-- Start Source document --

Re: Role Method Conflicts and Disambiguation (Theory-theoretic take)

2005-10-28 Thread Luke Palmer
Here's how I see roles.  This is just an attempt to formalize our
concepts so that the answer becomes an obvious truth rather than a
decision.

A role is an interface with some default implementations.  Here's an example:

role Foo {
# anything that conforms to Foo must provide a foo() method
# if one is not provided, this body is used instead
method foo () { say hi }

# anything that conforms to Foo must provide a bar() method
# if one is not provided, then there is an error
method bar () {...}

# anything that conforms to Foo must provide a baz() method
# if one is not provided, then an instance variable is used instead
has $.baz;
}

role Bar {
# anything that conforms to Bar must provide a bar() method
method bar() {...}
}

# this is a conditional: anything that conforms to FooBar also
# conforms to Foo and Bar
role FooBar {
does Foo;
does Bar;

# the requirement for the implementation of a bar() method is
# carried over[1]
}

This is a sort of suspension.  If you ignore the roles Foo and Bar,
you have simply a role FooBar that has three requirements: foo(),
bar(), and baz(), where foo() and baz() have defaults.  When you
compose this into an empty class, you will get not a conflict but a
missing method error.  bar() was not implemented.

-- End Source document --

Task details
In the post on role method conflicts, rewrite the passage beginning with "# the requirement" and ending after "was not implemented.", swapping "suspension" for "deferral".

-- Start Source material --

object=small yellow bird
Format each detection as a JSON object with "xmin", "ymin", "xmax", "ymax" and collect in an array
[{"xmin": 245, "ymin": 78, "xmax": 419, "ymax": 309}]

-- End Source material --

Full solution
# the requirement for the implementation of a bar() method is
# carried over[1]
}

This is a sort of deferral.  If you ignore the roles Foo and Bar,
you have simply a role FooBar that has three requirements: foo(),
bar(), and baz(), where foo() and baz() have defaults.  When you
compose this into an empty class, you will get not a conflict but a
missing method error.  bar() was not implemented.